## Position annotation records
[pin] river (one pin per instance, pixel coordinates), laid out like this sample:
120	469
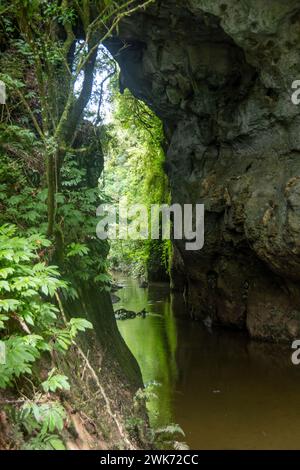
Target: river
224	390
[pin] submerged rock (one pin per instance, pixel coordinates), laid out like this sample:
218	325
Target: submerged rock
123	314
219	73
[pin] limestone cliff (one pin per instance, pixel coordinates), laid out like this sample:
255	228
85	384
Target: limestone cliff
219	74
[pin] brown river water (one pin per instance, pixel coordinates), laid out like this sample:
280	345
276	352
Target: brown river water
224	390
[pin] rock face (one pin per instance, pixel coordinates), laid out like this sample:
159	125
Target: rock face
219	73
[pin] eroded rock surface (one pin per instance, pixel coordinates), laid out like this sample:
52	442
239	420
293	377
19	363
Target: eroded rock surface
219	74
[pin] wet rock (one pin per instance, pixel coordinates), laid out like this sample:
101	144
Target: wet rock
114	298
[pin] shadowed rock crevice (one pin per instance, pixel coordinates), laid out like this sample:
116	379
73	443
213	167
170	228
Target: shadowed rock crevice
219	75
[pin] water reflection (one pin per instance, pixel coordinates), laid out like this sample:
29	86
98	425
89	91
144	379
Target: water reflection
225	391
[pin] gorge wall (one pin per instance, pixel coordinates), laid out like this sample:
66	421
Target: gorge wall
219	75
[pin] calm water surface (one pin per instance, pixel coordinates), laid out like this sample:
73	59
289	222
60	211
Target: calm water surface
224	390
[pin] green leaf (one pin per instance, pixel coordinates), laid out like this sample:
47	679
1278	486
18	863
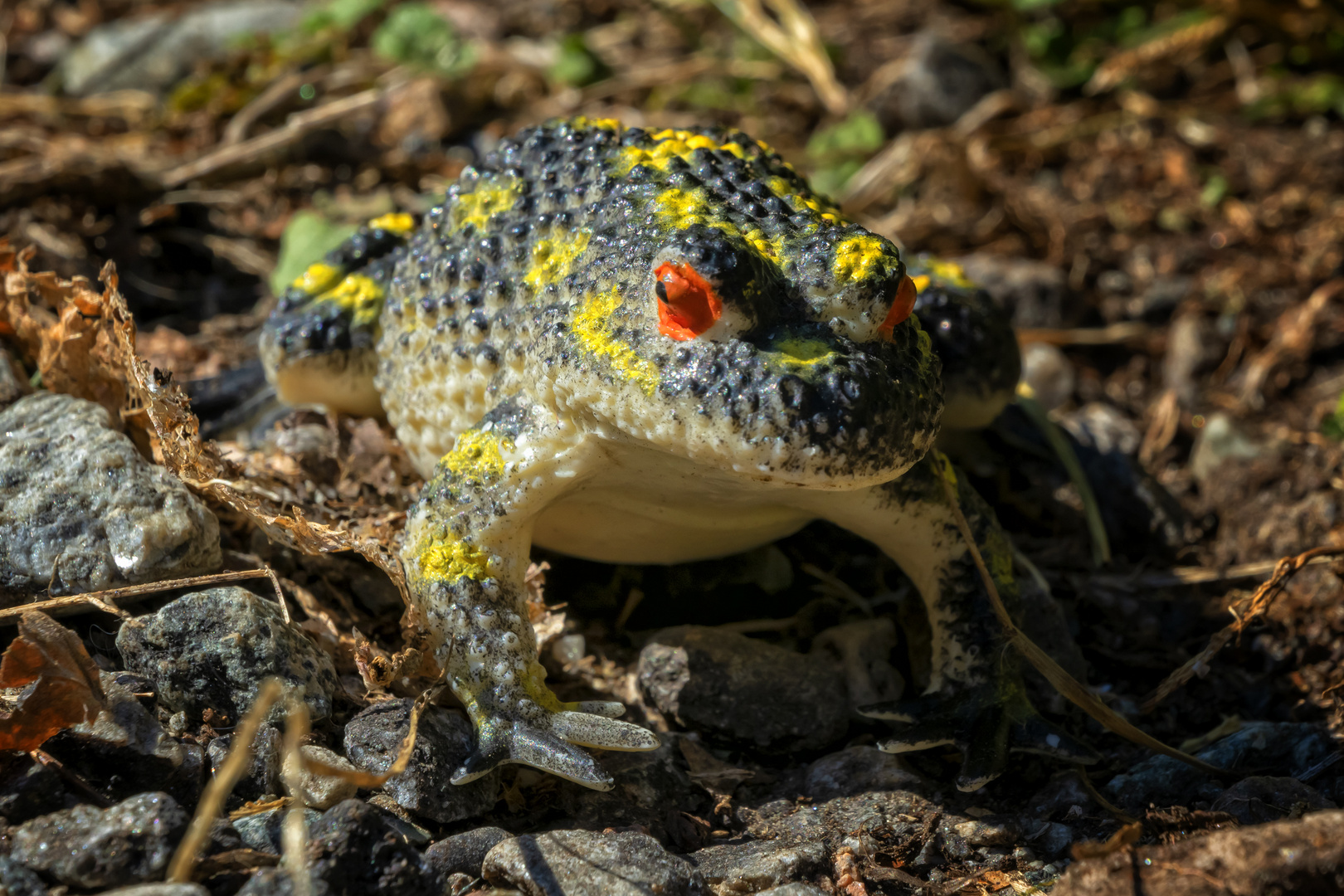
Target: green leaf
413	34
858	134
1332	425
576	63
307	238
340	15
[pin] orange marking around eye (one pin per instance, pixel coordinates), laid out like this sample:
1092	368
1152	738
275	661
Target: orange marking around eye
901	306
691	305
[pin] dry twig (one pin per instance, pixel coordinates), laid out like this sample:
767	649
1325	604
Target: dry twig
1064	683
791	37
1242	614
104	599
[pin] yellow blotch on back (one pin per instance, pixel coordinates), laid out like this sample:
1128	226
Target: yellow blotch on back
801	353
477	455
358	296
318	278
488	199
449	559
553	258
862	257
394	223
592	327
684	207
674	144
600	124
949	271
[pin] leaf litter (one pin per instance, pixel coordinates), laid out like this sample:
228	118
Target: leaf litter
1168	168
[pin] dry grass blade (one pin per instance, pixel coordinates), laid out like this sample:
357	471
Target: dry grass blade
1294	332
56	323
295	832
1109	334
219	786
795	39
272	143
1114	71
1064	451
1062	681
201	465
105	599
1116	811
1242	614
1122	839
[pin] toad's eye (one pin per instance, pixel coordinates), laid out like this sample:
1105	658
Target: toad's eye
901	308
687	304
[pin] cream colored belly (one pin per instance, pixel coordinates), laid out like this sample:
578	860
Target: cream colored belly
644	507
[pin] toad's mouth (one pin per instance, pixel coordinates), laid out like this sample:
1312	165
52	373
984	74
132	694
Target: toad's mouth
806	410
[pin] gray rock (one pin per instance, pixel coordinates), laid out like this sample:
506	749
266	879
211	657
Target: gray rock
650	787
1053	837
127	750
17	880
795	889
1103	429
863	649
262	776
940	80
12	386
856	770
464	853
262	830
734	687
749	868
212	649
581	863
867	824
97	848
272	881
28	789
1283	747
399	820
1049	373
1220	440
324	791
151	52
988	832
81	509
353	850
444	740
1259	800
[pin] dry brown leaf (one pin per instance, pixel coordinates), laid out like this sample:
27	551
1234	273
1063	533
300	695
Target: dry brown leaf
84	343
66	694
60	328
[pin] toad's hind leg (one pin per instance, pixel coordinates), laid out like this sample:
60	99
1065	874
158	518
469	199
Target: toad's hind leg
975	699
466	553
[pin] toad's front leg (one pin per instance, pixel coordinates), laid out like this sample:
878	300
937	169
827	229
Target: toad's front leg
466	555
975	698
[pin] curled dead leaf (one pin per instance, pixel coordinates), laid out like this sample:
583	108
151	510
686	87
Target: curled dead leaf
66	694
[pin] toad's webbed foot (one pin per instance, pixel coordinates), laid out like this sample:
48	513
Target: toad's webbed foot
527	724
984	723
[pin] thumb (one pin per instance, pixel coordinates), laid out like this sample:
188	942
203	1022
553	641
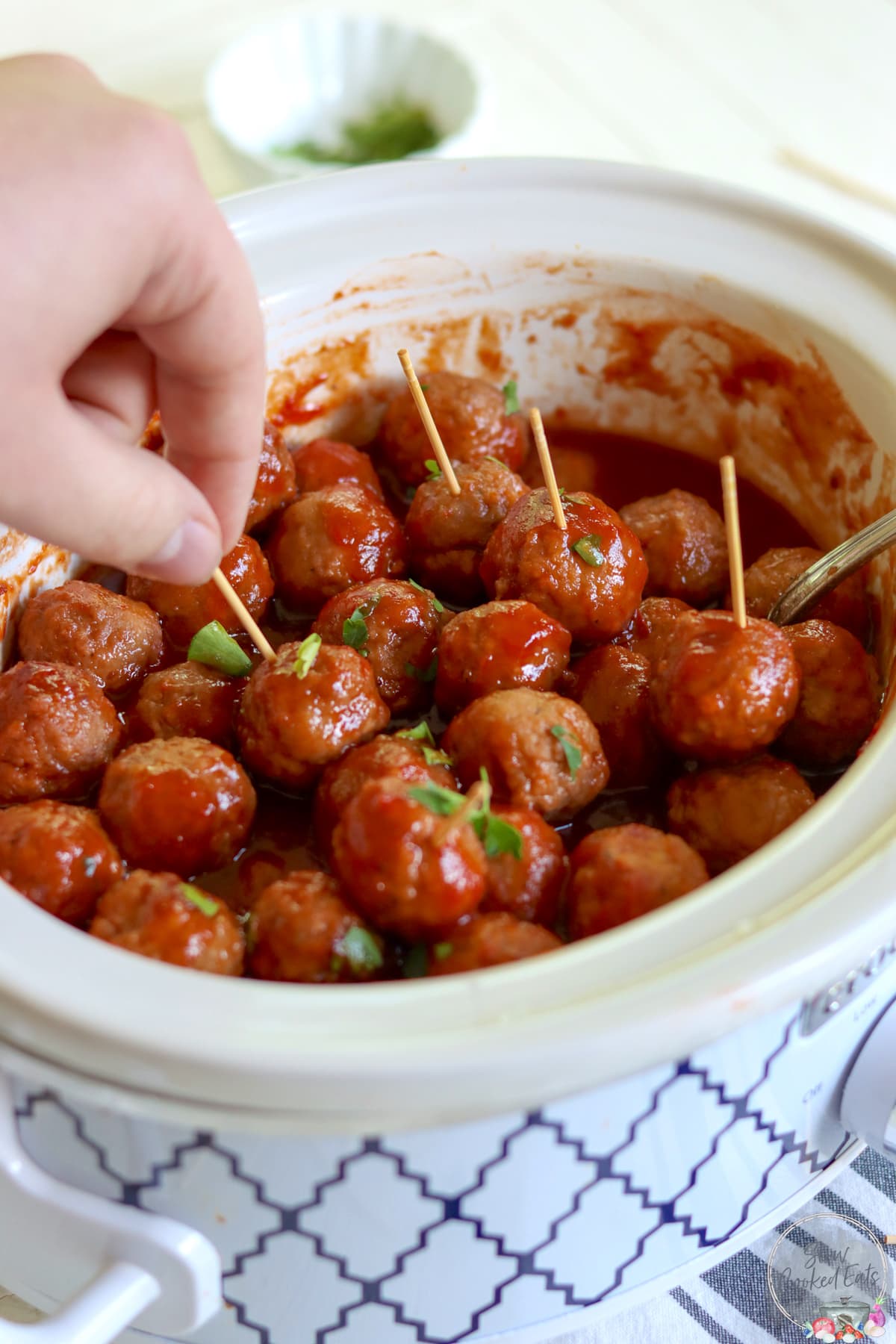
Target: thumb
108	502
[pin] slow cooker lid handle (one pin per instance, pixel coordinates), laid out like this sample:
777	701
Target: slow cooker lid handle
868	1102
137	1265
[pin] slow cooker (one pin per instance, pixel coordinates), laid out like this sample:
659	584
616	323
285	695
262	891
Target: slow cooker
509	1154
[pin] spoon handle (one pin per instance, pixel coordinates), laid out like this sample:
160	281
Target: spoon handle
832	569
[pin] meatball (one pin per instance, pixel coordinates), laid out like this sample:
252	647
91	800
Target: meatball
184	611
159	915
588	577
300	929
180	804
57	855
541	750
307	709
839	697
496	647
491	940
331	539
388	754
470	418
57	732
723	692
327	461
187	700
768	577
447	534
408	868
684	544
528	887
276	480
87	626
613	687
729	813
650	626
626	871
396	628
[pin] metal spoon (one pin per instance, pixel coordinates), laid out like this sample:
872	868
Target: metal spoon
832	569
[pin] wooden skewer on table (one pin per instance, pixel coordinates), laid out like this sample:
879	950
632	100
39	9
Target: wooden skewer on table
243	615
732	529
429	423
547	467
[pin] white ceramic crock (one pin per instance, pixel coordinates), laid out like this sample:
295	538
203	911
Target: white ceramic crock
488	1154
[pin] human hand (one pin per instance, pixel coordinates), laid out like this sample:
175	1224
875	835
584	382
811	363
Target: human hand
122	292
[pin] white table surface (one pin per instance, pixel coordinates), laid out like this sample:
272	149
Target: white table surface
719	87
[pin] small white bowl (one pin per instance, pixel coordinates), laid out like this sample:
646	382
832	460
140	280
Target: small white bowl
305	75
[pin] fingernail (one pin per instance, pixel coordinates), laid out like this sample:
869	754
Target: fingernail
190	556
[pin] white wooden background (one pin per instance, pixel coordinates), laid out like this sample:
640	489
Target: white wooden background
722	87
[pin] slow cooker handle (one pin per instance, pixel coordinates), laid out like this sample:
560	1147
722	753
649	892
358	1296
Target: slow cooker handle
143	1265
868	1102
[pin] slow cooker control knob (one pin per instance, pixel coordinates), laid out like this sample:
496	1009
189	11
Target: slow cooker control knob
868	1102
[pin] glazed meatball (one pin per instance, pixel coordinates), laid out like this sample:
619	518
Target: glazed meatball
839	695
528	887
491	940
181	804
57	855
184	611
496	647
729	813
304	710
684	544
388	754
87	626
588	577
57	732
331	539
447	534
396	628
650	626
470	420
773	574
300	929
626	871
722	692
276	480
159	915
408	868
541	752
187	700
613	687
327	461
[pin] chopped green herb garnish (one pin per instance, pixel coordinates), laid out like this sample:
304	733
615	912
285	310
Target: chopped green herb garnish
426	673
433	598
571	749
218	650
588	547
355	632
511	399
415	961
393	129
307	656
442	801
198	898
361	951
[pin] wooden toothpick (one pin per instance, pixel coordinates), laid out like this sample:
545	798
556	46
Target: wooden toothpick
547	467
429	423
732	529
242	615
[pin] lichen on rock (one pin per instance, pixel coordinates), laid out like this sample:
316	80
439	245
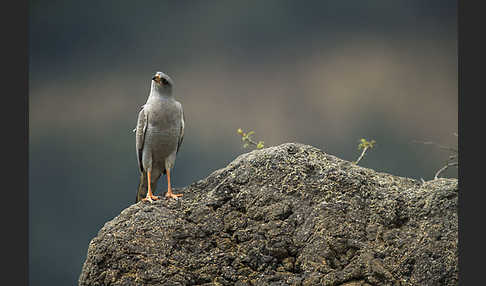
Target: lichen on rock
285	215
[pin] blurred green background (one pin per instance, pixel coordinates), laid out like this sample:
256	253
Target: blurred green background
324	73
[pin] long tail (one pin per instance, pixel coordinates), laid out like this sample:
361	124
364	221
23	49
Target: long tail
142	187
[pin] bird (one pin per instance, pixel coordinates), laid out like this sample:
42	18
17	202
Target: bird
159	134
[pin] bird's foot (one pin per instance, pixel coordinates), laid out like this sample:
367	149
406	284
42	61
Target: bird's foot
151	198
172	195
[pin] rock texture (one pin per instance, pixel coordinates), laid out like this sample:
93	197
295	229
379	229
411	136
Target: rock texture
285	215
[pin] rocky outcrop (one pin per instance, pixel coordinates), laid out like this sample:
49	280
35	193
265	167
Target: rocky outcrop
285	215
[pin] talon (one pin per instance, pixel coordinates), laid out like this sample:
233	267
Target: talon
151	198
173	196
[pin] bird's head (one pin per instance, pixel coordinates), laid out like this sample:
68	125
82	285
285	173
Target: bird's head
162	81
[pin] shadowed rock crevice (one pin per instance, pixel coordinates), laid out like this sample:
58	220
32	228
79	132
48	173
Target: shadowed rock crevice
285	215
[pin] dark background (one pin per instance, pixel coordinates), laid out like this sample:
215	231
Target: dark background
324	73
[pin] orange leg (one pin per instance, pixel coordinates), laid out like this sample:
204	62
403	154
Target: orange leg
170	194
150	196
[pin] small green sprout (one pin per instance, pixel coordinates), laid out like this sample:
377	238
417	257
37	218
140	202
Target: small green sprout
365	145
247	141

## YOUR INSTRUCTIONS
Give again the lines from the line holding "[pin] blurred green" through the close of the listing, both included, exactly as written and with nothing else.

## TASK RESPONSE
[pin] blurred green background (one pin per instance, pixel coordinates), laid out like this sample:
256	253
Target: blurred green background
324	73
[pin] long tail (one pin per instance, pixel coordinates), laid out like this sample:
361	124
364	221
23	49
Target: long tail
142	187
[pin] bird (one pin per instance, pixel coordinates), laid out like this sample:
42	18
17	202
Target: bird
159	134
[pin] bird's foot (one pin per instance, pixel coordinates), laid out like this sample:
367	149
406	284
42	61
Target: bird's foot
151	198
172	195
[pin] rock texture (one pin per instance, pixel coordinates), laid out like this sample:
93	197
295	229
379	229
411	136
Target: rock texture
285	215
[pin] rocky outcrop (one pin per instance, pixel coordinates), laid out like this sample:
49	280
35	193
265	167
Target: rocky outcrop
285	215
[pin] talon (one pin per instance, pixel coordinates), laid out like this sample:
233	267
Target: talon
151	198
173	196
[pin] bird's head (one pin per instance, pixel coordinates), laid out like this sample:
68	125
82	285
285	173
Target: bird's head
162	81
[pin] shadowed rock crevice (one pin per instance, pixel coordinates), laid out like this sample:
58	220
32	228
79	132
48	173
Target: shadowed rock crevice
285	215
[pin] dark background (one pin per instance, pixel coordinates), laid out like this sample:
215	231
Target: dark background
324	73
[pin] orange leg (one pin per instance, pixel coordinates), laid out like this sample:
204	62
403	154
Target: orange leg
170	194
150	196
[pin] small green sprout (one pin per instance, pixel coordinates), laid out like this sample:
377	238
417	257
37	218
140	202
Target: small green sprout
365	145
247	141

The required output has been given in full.